## [Qué hacer]
**A)** Responde estas preguntas sobre el artículo de opinión:
(i) ¿Cuánto tiempo estuvo ausente de sus artículos de opinión quien escribe?
(ii) ¿En qué planta y en qué hospital pasó la primera quincena de abril?
(iii) Según el texto, ¿qué significa el gesto de chocar el puño cerrado de una mano con la palma abierta de la otra?
**B)** Reproduce sin cambios el fragmento del artículo de opinión que empieza en "El Diván de" y termina en "querido de allí.".

## [Texto para analizar]
════

El Diván de Juan José Torres

Úlceras de otros que me duelen

Después de estar dos semanas ausente en mis artículos de opinión de este periódico, vuelvo por fin. Lamentablemente no han sido vacaciones lo que me han impedido remitir los escritos al director y con puntualidad, sino causas mayores que siempre trastocan la agenda más o menos programada. El caso es que la primera quincena de abril la he pasado, como quien dice, en la planta de cirugía vascular del Hospital General Universitario de Alicante como acompañante de un familiar directo. Asunto éste nada agradable y que nadie desea pasar por nada del mundo, por más que resultara una experiencia donde se desarrolla la paciencia como recurso, la impotencia ante el dolor y las dudas de cuándo y cómo saldrá ese ser querido de allí.
Cada paciente, lo comprobé por ese afán todavía innato de observador, tenía un destino clínico y un futuro predeterminado. El trato del personal sanitario siempre fue exquisito y a pesar de los recortes, en recursos técnicos y en retribuciones salariales, pues su profesionalidad y dedicación para nada fueron nunca sospechosas. Y entre el equipo médico había de todo, como en la viña del Señor. Algunos agradables, otros miserables. Pues es detestable que en su habitual lenguaje utilicen expresiones como que a casi todos los pacientes que están ingresados “saldrán con algún trozo de menos” o ese deleznable gesto de chocar el puño cerrado de una mano con la palma abierta de la otra, ademán que significa amputación, sean dedos, pies o piernas.

════

## [Datos para examinar]

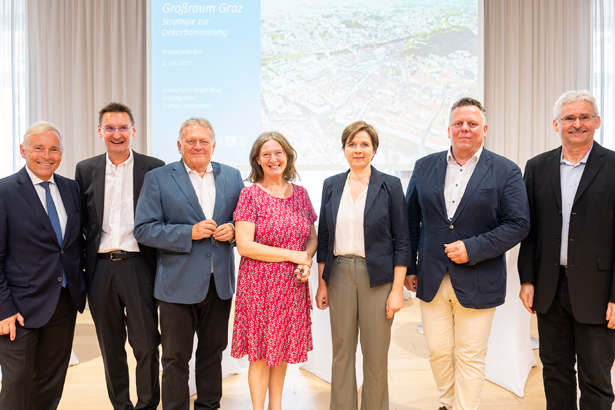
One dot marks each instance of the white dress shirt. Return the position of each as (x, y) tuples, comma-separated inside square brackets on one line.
[(349, 238), (205, 188), (55, 195), (456, 181), (119, 214)]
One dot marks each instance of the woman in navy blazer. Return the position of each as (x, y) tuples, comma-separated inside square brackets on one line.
[(363, 252)]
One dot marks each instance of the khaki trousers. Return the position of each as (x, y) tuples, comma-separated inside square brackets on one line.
[(354, 306), (451, 329)]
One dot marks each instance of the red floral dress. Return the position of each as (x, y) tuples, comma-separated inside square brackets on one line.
[(272, 313)]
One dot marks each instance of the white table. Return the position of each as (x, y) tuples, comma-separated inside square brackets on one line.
[(509, 355)]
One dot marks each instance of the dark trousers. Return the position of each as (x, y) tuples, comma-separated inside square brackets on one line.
[(121, 299), (563, 341), (178, 324), (34, 364)]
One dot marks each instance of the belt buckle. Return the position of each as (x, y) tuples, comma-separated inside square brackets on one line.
[(120, 255)]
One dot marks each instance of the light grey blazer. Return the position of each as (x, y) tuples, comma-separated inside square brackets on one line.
[(167, 209)]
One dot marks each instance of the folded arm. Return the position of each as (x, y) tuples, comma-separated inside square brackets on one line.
[(514, 223), (150, 226)]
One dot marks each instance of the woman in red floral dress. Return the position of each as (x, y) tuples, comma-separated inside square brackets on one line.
[(276, 238)]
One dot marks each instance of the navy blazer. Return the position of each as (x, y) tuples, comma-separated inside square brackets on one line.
[(492, 217), (90, 175), (167, 209), (384, 221), (591, 235), (31, 258)]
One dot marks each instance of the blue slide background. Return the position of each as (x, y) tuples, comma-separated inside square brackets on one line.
[(224, 62)]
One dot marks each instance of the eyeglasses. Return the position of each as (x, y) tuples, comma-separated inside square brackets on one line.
[(569, 119), (122, 130)]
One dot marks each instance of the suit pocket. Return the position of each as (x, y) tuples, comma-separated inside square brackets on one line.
[(21, 281), (605, 264)]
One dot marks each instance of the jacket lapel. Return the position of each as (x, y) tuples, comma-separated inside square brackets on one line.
[(553, 164), (336, 193), (593, 165), (27, 190), (441, 166), (98, 181), (69, 206), (483, 165), (220, 181), (375, 181), (183, 180), (138, 174)]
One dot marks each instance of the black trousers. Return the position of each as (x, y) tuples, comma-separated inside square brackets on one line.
[(178, 324), (121, 299), (564, 341), (34, 364)]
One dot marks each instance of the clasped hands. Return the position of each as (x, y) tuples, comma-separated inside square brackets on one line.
[(208, 227), (7, 326), (304, 263), (457, 252)]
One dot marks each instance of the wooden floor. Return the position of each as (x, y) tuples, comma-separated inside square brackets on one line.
[(411, 384)]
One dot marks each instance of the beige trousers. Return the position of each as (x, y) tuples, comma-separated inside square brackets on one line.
[(354, 306), (451, 329)]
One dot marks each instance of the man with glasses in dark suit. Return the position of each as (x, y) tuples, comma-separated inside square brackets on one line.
[(119, 271), (566, 263)]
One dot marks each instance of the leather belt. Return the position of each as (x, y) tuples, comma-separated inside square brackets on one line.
[(117, 255)]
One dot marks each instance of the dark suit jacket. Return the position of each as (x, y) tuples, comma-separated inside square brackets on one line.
[(492, 217), (384, 221), (168, 208), (90, 175), (591, 238), (31, 259)]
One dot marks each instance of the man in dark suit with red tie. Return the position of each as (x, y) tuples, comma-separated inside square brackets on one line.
[(119, 271), (41, 281)]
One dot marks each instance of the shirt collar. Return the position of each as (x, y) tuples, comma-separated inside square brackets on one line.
[(126, 163), (450, 157), (192, 171), (36, 180), (582, 161)]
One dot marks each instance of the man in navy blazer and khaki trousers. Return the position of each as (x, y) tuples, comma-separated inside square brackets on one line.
[(41, 281), (466, 207), (186, 211)]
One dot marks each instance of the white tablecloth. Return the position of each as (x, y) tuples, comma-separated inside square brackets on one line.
[(509, 355), (509, 358)]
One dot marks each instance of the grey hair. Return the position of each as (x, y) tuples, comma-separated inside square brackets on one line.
[(41, 127), (573, 96), (196, 121)]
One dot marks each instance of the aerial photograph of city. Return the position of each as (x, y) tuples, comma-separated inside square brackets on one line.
[(398, 65)]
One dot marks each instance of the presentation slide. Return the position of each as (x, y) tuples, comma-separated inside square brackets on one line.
[(308, 69)]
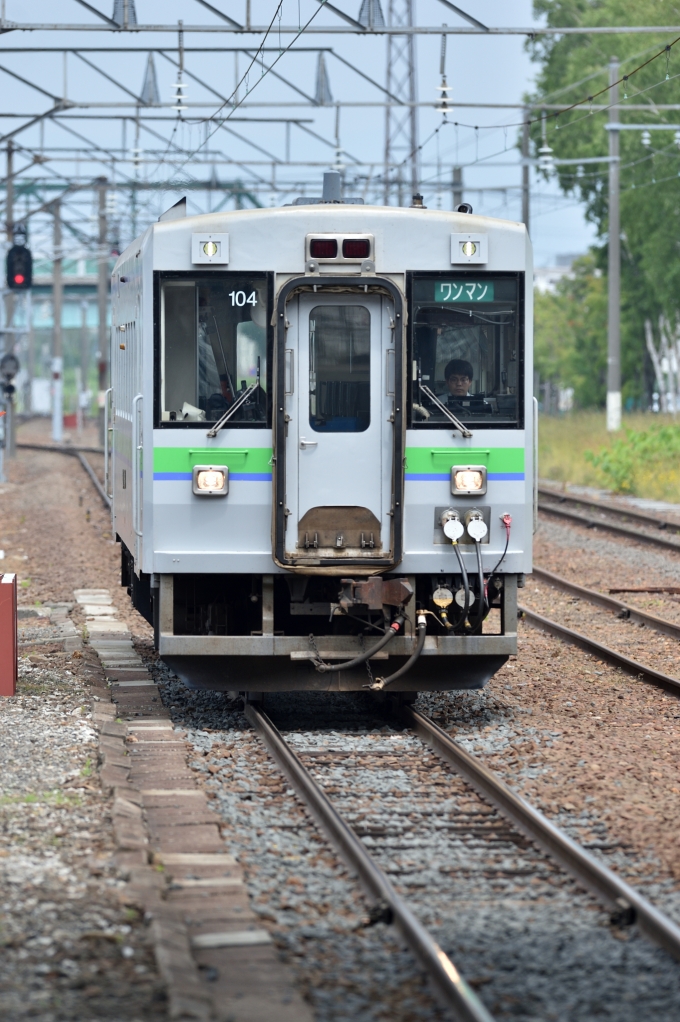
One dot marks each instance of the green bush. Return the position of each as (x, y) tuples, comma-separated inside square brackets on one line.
[(641, 462)]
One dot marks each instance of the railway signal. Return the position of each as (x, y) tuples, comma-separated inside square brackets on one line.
[(19, 268)]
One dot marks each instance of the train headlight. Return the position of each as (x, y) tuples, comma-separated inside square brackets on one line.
[(211, 480), (468, 479)]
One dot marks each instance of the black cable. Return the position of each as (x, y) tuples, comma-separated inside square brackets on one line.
[(483, 602), (507, 541), (422, 632), (382, 641)]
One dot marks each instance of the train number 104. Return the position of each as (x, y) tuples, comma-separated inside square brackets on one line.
[(240, 298)]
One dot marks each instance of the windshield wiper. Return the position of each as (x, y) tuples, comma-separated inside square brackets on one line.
[(442, 407), (241, 400)]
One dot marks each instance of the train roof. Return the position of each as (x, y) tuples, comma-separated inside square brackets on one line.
[(273, 239)]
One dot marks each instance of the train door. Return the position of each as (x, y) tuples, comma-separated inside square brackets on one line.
[(340, 445)]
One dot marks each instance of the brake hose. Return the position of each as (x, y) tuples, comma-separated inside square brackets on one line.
[(483, 596), (463, 572), (390, 634), (380, 683)]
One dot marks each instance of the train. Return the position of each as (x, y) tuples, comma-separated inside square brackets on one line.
[(320, 443)]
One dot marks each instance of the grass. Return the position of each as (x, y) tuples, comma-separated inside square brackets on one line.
[(563, 442)]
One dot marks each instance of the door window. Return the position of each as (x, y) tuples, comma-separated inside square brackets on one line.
[(340, 369), (214, 342), (466, 350)]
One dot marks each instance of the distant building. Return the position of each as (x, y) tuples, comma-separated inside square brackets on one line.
[(546, 278)]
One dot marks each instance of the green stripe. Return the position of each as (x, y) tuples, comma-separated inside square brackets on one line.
[(441, 459), (237, 459)]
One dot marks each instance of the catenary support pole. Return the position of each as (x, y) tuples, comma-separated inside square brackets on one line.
[(57, 351), (85, 351), (457, 186), (10, 304), (614, 331), (102, 296), (525, 172)]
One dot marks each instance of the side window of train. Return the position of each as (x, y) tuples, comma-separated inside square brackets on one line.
[(213, 347), (466, 349)]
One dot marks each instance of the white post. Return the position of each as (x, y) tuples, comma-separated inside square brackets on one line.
[(57, 399), (57, 359)]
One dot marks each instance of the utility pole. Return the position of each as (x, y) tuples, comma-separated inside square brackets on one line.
[(614, 331), (401, 126), (85, 361), (8, 339), (102, 298), (457, 186), (525, 172), (57, 350)]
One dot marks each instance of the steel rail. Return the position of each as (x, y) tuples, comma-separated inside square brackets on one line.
[(59, 448), (458, 996), (76, 452), (608, 602), (600, 650), (105, 499), (633, 513), (609, 526), (604, 507), (618, 895)]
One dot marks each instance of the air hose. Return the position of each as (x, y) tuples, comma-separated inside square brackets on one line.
[(463, 573), (380, 683), (483, 596), (390, 633)]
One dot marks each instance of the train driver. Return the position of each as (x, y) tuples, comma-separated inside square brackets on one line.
[(458, 375)]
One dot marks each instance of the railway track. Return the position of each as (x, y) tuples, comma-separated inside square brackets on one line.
[(598, 649), (76, 452), (471, 824), (601, 514)]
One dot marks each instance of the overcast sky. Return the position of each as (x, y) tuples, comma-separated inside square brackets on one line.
[(487, 70)]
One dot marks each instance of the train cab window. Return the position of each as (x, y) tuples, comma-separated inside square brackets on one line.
[(340, 369), (466, 350), (214, 347)]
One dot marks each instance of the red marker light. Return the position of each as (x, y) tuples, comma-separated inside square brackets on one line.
[(356, 248), (323, 248)]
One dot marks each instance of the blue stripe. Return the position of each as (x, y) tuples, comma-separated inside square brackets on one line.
[(237, 476), (445, 476), (427, 476)]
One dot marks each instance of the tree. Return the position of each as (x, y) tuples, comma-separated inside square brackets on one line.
[(577, 66)]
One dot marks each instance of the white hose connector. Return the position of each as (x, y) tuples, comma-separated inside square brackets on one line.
[(477, 527), (452, 525)]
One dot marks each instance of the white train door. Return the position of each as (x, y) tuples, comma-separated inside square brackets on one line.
[(340, 446)]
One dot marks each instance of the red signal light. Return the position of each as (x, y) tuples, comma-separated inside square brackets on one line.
[(323, 248), (356, 248)]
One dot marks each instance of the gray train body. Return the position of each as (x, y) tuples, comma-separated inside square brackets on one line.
[(331, 328)]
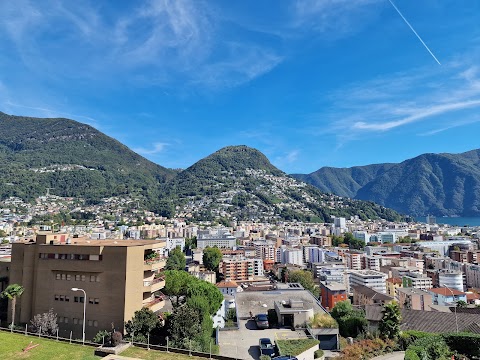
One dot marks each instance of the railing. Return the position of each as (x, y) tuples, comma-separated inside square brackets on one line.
[(148, 346), (153, 282)]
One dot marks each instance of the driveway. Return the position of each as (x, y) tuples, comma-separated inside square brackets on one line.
[(397, 355), (243, 343)]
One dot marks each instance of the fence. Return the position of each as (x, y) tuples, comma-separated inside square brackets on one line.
[(147, 346)]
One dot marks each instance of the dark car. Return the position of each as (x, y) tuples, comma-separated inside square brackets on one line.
[(262, 321), (266, 347)]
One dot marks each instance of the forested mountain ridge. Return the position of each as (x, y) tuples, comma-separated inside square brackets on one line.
[(73, 159), (239, 182), (439, 184)]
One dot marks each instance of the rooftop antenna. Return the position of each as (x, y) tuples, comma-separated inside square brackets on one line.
[(411, 28)]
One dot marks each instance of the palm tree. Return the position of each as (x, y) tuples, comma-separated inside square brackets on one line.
[(11, 293)]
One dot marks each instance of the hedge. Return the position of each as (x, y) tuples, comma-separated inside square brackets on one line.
[(464, 343)]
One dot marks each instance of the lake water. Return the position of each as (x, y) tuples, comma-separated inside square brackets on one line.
[(459, 221)]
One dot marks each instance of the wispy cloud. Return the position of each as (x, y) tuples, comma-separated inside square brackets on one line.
[(158, 42), (401, 100), (335, 17), (155, 149)]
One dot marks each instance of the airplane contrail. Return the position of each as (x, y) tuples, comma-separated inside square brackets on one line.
[(411, 27)]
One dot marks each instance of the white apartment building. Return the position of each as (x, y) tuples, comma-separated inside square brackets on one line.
[(417, 281), (314, 254), (287, 255), (220, 238), (369, 278), (354, 261), (451, 278), (264, 249), (372, 262)]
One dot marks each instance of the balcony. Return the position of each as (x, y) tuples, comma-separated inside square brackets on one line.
[(153, 285), (154, 264)]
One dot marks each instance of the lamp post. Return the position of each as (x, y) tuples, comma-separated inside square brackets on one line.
[(453, 296), (84, 308)]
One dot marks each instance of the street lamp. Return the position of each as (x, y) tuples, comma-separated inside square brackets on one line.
[(84, 308), (453, 296)]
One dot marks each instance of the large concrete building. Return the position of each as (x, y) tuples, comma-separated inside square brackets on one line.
[(119, 277)]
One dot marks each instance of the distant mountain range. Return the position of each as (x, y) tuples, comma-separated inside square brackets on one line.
[(236, 182), (437, 184)]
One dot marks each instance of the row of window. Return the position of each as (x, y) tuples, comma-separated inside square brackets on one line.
[(70, 256), (79, 299), (65, 320), (68, 277)]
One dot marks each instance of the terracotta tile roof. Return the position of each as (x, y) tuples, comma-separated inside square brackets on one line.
[(445, 291), (226, 284), (395, 280)]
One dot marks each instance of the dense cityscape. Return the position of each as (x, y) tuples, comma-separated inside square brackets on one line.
[(300, 275)]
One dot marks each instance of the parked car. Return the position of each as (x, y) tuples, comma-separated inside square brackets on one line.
[(266, 347), (262, 321)]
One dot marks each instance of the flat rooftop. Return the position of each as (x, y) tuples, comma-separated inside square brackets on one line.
[(259, 302)]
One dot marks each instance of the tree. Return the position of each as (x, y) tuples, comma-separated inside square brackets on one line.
[(351, 322), (45, 323), (212, 258), (184, 324), (304, 278), (176, 260), (143, 323), (176, 283), (11, 293), (390, 324)]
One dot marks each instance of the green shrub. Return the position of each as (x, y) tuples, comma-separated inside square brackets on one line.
[(296, 346), (464, 343), (410, 354), (431, 348), (318, 354)]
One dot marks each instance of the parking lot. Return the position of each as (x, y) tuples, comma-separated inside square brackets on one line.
[(243, 343)]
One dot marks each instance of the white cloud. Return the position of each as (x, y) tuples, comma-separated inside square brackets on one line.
[(156, 149), (400, 100), (335, 17)]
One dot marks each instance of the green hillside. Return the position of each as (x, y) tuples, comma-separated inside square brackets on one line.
[(439, 184), (73, 159)]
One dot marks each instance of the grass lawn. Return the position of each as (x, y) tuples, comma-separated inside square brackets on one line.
[(12, 345), (295, 347), (156, 355)]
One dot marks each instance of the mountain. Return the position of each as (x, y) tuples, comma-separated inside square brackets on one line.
[(238, 182), (440, 184), (73, 160)]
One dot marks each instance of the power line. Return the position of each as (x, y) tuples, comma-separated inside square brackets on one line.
[(411, 27)]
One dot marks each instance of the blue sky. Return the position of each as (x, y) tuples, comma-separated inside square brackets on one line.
[(309, 83)]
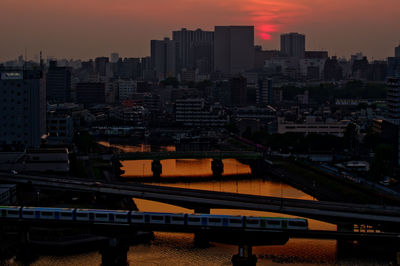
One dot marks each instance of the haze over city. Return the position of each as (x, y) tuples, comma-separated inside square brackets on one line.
[(88, 28)]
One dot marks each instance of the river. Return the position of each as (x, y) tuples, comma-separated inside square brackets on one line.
[(178, 249)]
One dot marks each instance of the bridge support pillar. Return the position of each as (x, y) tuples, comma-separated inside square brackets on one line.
[(156, 167), (244, 257), (114, 253), (217, 167), (24, 252), (200, 239)]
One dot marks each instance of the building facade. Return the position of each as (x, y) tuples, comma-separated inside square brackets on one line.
[(293, 44), (164, 57), (58, 83), (23, 107), (193, 45), (233, 49)]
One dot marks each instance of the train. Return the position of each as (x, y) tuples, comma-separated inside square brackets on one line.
[(150, 218)]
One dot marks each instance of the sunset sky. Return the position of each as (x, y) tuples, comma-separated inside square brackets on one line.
[(90, 28)]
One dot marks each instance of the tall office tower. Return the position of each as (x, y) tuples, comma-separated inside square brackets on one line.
[(393, 99), (23, 107), (233, 49), (264, 92), (91, 93), (164, 58), (202, 57), (397, 51), (186, 40), (101, 65), (238, 91), (293, 44), (58, 83), (114, 57)]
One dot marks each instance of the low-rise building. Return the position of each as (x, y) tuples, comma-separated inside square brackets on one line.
[(311, 125)]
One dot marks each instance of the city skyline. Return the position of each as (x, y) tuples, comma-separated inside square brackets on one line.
[(88, 29)]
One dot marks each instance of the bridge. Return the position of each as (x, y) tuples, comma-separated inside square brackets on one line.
[(217, 165), (345, 215), (107, 224)]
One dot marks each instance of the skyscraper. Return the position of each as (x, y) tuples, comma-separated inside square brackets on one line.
[(233, 49), (114, 57), (397, 51), (58, 84), (164, 58), (189, 42), (23, 107), (393, 99), (293, 44)]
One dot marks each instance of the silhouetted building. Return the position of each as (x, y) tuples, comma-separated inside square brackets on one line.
[(293, 44), (377, 71), (397, 51), (58, 83), (261, 55), (189, 42), (233, 49), (264, 92), (316, 54), (238, 91), (88, 66), (23, 107), (393, 99), (393, 69), (332, 69), (164, 57), (101, 65), (114, 57), (90, 93), (360, 68), (201, 57)]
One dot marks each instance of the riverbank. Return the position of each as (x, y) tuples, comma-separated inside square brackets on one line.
[(320, 185)]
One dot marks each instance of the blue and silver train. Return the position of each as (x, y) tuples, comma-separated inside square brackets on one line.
[(150, 218)]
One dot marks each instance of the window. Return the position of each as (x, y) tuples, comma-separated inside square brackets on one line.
[(297, 223), (274, 222), (178, 219)]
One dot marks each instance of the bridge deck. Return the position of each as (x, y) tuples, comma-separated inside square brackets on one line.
[(198, 199)]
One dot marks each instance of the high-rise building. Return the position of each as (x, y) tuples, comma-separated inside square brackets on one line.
[(90, 93), (101, 65), (188, 41), (23, 107), (164, 58), (114, 57), (393, 99), (293, 44), (58, 83), (233, 49), (397, 51), (238, 91)]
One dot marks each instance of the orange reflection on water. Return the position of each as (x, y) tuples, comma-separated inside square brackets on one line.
[(252, 187), (183, 167), (136, 148)]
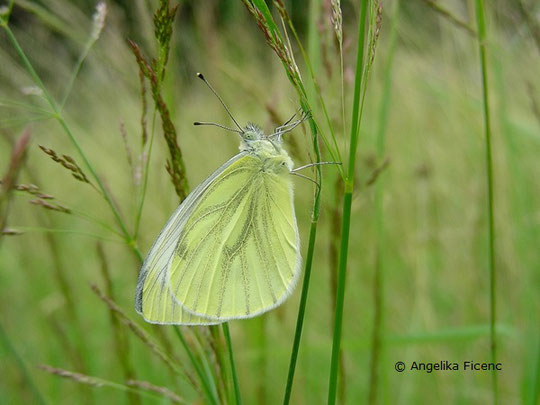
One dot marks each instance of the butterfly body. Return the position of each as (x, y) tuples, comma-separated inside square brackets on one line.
[(231, 249)]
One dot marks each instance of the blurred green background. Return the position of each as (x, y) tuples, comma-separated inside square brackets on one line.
[(436, 281)]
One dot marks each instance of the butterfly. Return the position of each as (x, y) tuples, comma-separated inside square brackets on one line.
[(231, 249)]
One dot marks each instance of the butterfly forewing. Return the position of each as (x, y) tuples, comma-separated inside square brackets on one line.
[(238, 252)]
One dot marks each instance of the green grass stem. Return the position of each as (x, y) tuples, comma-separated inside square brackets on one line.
[(301, 313), (209, 393), (482, 39), (347, 203), (378, 279), (237, 395)]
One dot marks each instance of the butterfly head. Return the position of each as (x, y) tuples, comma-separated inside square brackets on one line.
[(252, 132), (254, 140)]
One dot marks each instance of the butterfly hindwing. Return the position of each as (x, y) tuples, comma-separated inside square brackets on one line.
[(153, 298), (237, 254)]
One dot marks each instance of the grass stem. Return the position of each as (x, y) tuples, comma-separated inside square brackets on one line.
[(205, 384), (347, 203), (233, 367), (481, 26), (378, 279)]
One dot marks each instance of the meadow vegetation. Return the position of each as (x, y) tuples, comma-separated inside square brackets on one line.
[(421, 246)]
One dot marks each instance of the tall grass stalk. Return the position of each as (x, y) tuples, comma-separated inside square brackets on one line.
[(210, 394), (357, 108), (482, 39), (260, 12), (378, 279), (57, 113), (237, 396)]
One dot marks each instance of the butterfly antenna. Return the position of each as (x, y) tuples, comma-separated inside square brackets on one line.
[(200, 76), (218, 125)]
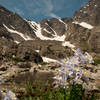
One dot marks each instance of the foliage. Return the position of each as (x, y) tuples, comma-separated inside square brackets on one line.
[(96, 61), (41, 91)]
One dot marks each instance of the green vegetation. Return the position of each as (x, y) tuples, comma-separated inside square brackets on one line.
[(15, 59), (96, 61), (46, 91)]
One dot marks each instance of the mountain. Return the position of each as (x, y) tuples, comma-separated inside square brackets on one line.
[(23, 41)]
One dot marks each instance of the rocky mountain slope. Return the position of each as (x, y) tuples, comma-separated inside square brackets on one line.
[(50, 40)]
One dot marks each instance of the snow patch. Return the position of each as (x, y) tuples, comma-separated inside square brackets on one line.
[(63, 23), (38, 32), (48, 60), (67, 43), (84, 24), (25, 37)]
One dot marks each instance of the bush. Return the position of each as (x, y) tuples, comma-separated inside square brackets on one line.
[(96, 61), (46, 91)]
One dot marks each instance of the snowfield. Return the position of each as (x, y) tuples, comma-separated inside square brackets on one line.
[(38, 32), (48, 60), (84, 24), (25, 37)]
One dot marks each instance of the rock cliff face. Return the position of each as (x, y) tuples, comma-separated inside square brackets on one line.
[(89, 13), (24, 41)]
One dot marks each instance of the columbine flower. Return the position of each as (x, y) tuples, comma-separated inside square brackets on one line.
[(6, 98), (8, 95), (74, 60), (11, 95), (70, 73), (89, 57)]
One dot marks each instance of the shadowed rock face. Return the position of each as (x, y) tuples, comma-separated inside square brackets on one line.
[(89, 13), (15, 22), (94, 40)]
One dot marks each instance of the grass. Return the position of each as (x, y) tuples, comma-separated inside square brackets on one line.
[(96, 61), (46, 91)]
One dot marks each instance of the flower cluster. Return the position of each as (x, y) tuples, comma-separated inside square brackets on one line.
[(70, 71), (7, 95)]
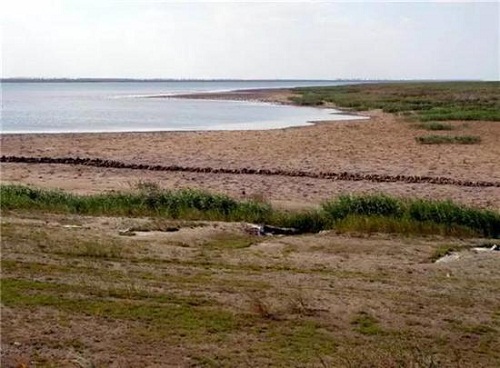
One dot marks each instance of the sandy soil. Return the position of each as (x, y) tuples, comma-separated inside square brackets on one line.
[(382, 145), (65, 298)]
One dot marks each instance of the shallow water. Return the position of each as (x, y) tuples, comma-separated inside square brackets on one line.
[(123, 106)]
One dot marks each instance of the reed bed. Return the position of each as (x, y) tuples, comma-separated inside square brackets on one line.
[(368, 213)]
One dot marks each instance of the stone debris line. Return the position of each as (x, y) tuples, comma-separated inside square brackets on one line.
[(335, 176)]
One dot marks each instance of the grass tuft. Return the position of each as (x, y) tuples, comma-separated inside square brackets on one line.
[(366, 213), (444, 139), (434, 125), (430, 101)]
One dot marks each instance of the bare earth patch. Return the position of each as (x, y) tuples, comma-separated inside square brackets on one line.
[(212, 295), (385, 144)]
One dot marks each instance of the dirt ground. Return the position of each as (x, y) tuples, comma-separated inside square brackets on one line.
[(385, 144), (76, 293)]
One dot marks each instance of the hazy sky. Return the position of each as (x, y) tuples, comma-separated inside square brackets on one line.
[(307, 40)]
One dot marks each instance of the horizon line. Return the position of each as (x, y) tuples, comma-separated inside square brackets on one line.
[(126, 79)]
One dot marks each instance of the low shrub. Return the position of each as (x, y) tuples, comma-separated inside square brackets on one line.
[(445, 139), (365, 213), (434, 125)]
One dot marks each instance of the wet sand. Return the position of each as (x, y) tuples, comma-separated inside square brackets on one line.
[(384, 144)]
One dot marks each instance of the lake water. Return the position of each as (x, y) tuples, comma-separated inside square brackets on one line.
[(127, 106)]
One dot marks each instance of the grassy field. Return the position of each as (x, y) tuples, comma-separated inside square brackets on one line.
[(424, 101), (78, 292), (370, 213)]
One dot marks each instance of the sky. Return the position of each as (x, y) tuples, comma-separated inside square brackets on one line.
[(250, 40)]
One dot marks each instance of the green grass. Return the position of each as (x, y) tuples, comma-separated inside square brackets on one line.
[(384, 213), (445, 139), (434, 125), (366, 324), (429, 101)]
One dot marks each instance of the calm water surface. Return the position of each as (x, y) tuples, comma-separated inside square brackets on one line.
[(123, 106)]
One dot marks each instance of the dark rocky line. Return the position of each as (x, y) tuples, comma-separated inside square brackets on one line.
[(340, 176)]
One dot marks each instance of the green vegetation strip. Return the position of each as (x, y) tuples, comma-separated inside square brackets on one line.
[(346, 213), (430, 101), (445, 139)]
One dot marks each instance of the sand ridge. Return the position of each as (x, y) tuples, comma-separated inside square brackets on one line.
[(383, 145)]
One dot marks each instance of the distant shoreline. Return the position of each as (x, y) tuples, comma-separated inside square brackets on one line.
[(187, 80)]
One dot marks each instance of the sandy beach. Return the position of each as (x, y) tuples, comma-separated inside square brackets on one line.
[(384, 145)]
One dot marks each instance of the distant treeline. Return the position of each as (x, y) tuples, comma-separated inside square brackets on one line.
[(101, 80)]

════

## [Respuestas por tarea]
**A)**
(i) Dos semanas.
(ii) En la planta de cirugía vascular del Hospital General Universitario de Alicante.
(iii) Amputación, sean dedos, pies o piernas.

**B)**
El Diván de Juan José Torres

Úlceras de otros que me duelen

Después de estar dos semanas ausente en mis artículos de opinión de este periódico, vuelvo por fin. Lamentablemente no han sido vacaciones lo que me han impedido remitir los escritos al director y con puntualidad, sino causas mayores que siempre trastocan la agenda más o menos programada. El caso es que la primera quincena de abril la he pasado, como quien dice, en la planta de cirugía vascular del Hospital General Universitario de Alicante como acompañante de un familiar directo. Asunto éste nada agradable y que nadie desea pasar por nada del mundo, por más que resultara una experiencia donde se desarrolla la paciencia como recurso, la impotencia ante el dolor y las dudas de cuándo y cómo saldrá ese ser querido de allí.